-- Begin --
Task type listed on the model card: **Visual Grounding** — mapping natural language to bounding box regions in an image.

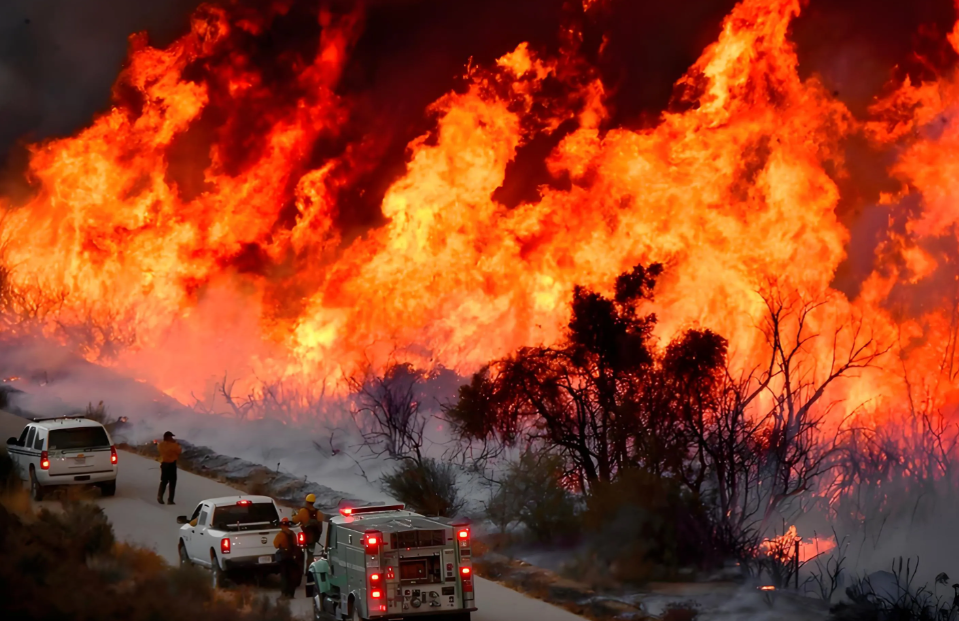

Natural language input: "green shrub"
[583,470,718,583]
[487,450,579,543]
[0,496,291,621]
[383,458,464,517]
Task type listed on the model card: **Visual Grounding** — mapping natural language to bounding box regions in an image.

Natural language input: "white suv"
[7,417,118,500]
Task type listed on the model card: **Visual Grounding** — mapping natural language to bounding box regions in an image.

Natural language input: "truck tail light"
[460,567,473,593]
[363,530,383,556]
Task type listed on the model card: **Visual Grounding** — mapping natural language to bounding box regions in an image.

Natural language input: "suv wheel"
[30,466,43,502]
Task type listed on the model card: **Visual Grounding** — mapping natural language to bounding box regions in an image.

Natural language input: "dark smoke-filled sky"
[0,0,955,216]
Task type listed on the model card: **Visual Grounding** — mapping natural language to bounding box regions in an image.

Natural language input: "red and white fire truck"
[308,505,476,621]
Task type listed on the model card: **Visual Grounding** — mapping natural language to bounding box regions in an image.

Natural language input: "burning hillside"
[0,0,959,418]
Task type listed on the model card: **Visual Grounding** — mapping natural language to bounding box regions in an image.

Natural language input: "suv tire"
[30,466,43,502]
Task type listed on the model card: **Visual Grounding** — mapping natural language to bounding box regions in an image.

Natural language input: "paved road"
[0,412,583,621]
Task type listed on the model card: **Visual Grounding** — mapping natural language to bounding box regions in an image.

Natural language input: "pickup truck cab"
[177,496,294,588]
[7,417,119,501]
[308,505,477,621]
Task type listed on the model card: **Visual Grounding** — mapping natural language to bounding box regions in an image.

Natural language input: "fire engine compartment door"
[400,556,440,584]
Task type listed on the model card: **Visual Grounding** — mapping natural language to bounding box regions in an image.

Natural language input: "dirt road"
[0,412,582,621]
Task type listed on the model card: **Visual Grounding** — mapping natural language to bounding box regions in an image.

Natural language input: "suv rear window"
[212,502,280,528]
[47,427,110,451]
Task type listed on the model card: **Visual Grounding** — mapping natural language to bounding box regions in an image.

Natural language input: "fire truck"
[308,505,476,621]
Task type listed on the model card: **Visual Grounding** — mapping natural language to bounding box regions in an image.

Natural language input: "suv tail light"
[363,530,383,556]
-- End --
-- Begin --
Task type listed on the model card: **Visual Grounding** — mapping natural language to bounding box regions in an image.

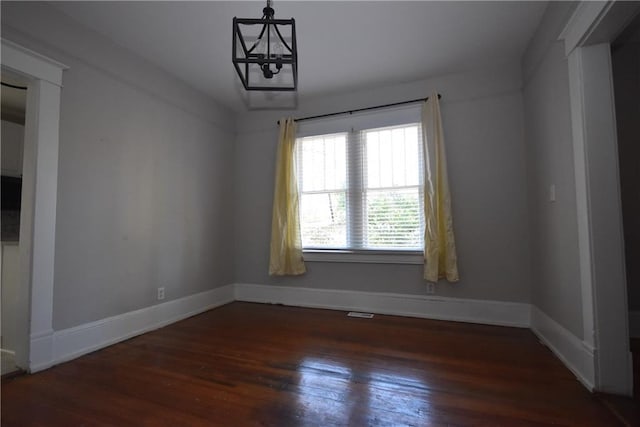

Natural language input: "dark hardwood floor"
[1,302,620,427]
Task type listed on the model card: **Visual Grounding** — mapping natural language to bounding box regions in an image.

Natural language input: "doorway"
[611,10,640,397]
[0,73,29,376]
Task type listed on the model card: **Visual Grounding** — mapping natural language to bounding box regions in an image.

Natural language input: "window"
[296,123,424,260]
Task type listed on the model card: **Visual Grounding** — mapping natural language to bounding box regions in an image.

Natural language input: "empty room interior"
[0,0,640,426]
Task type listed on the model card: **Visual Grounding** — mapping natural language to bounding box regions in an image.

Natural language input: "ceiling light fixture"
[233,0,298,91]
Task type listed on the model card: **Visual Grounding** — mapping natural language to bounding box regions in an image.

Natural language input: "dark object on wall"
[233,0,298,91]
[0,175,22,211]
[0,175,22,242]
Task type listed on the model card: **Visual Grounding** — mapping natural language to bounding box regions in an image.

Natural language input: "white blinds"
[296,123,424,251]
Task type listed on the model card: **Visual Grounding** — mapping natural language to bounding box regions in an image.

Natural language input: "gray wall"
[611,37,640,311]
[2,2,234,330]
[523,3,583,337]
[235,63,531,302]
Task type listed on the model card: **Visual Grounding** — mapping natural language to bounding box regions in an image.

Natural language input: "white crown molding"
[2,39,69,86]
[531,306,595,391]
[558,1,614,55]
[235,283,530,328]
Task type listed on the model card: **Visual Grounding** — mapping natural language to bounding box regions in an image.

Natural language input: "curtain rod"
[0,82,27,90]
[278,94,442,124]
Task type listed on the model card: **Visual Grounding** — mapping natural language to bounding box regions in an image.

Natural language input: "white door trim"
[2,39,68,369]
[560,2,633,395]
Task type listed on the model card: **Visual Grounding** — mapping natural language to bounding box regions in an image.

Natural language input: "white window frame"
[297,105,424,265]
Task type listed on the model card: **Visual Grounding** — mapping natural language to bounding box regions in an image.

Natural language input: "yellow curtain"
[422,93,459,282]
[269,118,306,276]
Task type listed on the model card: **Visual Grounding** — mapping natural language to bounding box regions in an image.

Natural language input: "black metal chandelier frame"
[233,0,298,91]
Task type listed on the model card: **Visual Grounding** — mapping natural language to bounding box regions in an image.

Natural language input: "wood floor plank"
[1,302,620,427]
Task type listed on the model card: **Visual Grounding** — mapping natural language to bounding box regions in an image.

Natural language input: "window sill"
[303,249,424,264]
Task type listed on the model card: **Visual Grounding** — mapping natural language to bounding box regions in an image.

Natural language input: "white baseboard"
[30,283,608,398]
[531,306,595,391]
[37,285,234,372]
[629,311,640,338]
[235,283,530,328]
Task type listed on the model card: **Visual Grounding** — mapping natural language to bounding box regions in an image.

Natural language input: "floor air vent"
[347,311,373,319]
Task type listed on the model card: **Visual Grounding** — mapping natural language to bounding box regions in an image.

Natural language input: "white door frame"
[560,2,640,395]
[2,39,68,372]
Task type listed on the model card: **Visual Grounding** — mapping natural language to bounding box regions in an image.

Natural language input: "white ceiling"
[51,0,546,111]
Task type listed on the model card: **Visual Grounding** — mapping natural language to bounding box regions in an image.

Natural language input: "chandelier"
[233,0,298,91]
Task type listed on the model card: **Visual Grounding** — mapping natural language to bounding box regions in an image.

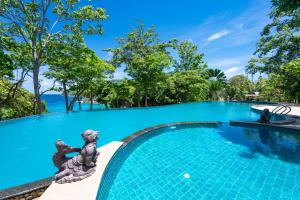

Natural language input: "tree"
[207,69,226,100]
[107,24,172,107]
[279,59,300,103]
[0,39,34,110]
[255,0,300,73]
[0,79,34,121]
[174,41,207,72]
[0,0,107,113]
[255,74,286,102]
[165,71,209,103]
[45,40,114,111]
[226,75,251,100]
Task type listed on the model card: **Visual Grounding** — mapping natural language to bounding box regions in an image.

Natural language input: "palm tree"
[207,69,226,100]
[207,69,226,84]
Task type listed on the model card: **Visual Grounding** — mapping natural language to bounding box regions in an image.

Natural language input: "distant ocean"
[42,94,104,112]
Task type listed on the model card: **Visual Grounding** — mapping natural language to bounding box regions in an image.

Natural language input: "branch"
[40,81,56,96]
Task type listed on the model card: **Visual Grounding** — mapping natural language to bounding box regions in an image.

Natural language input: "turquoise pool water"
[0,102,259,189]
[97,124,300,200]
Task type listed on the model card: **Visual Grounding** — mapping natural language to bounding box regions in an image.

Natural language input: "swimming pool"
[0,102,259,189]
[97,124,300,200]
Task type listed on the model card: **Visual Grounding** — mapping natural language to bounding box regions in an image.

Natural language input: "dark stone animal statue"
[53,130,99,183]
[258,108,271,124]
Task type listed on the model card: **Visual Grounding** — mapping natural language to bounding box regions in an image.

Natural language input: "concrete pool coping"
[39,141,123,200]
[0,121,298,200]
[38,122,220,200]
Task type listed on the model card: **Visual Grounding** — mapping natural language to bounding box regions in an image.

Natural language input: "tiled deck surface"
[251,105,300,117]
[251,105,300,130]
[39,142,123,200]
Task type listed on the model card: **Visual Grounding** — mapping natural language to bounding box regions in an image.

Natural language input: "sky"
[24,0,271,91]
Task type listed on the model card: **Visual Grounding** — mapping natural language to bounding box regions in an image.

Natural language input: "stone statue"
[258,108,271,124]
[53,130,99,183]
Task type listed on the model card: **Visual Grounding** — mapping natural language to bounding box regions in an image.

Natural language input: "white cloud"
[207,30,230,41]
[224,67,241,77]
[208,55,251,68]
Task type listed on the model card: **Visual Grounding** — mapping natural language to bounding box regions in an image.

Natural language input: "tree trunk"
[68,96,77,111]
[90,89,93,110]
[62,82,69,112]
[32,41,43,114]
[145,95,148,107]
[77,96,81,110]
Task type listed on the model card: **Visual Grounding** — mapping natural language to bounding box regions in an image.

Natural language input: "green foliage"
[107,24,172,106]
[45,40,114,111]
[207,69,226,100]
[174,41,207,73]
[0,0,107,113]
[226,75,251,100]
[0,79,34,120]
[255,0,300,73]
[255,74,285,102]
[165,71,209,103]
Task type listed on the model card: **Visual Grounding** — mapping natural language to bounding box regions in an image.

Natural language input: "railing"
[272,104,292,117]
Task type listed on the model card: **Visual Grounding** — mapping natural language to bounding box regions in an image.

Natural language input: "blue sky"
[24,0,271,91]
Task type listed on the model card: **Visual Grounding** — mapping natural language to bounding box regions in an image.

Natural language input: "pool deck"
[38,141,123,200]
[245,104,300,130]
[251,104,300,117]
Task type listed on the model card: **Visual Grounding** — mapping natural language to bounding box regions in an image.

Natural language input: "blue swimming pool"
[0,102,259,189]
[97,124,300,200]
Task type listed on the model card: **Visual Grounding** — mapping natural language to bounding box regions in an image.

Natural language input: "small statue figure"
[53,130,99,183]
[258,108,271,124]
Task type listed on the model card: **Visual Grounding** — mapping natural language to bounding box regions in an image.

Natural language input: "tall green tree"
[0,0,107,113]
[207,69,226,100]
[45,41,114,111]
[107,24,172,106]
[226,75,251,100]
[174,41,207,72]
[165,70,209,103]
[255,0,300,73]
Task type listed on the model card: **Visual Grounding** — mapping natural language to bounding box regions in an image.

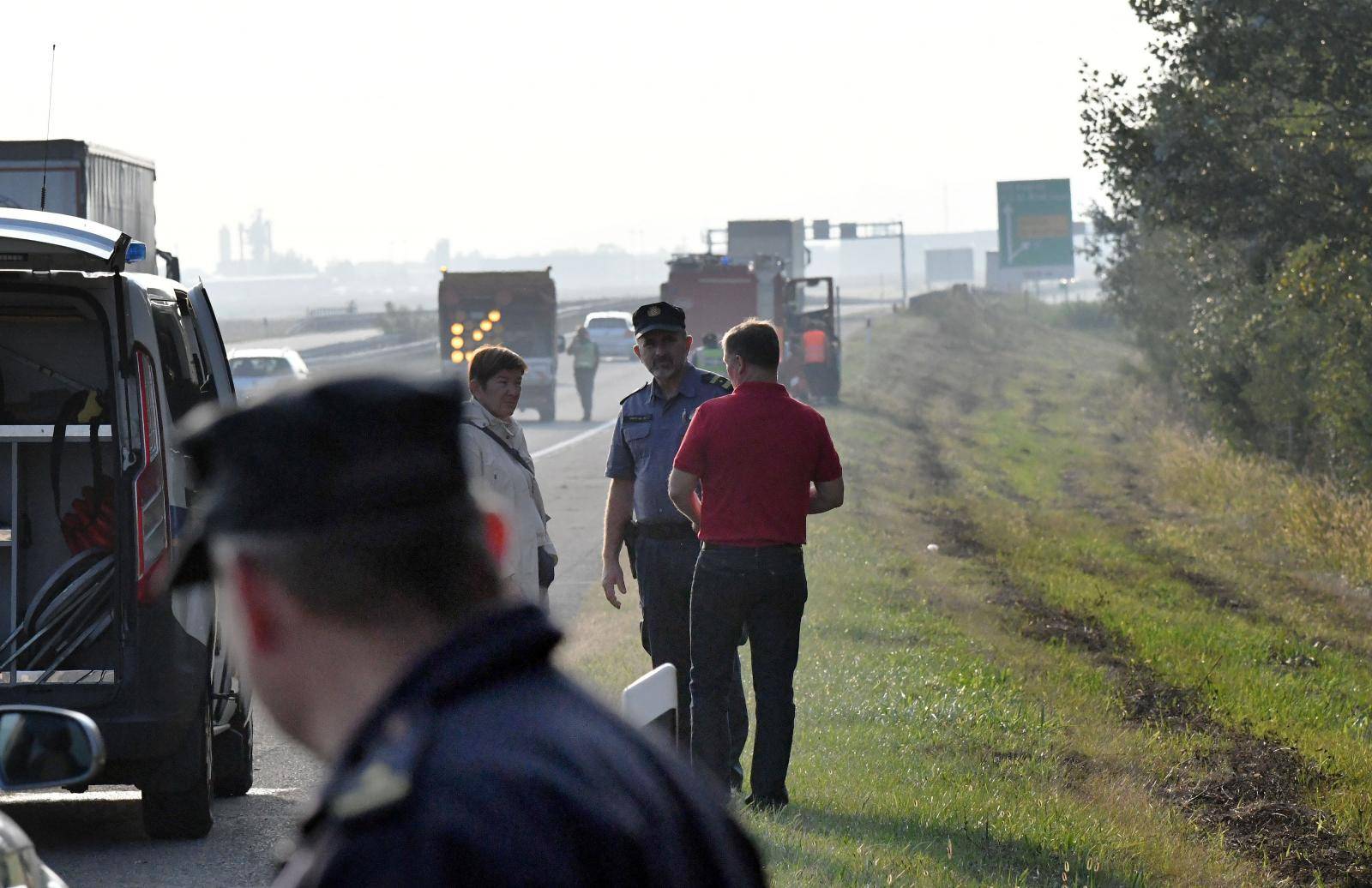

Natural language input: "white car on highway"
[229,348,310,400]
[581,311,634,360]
-- End --
▶ _Request_: Gather every line from the rows above that contains the string "frame". The match is case-sensitive.

▶ _Output of the exercise_:
Natural language input: "white window frame"
Natural language input: "black metal chandelier frame"
Natural language input: "white door frame"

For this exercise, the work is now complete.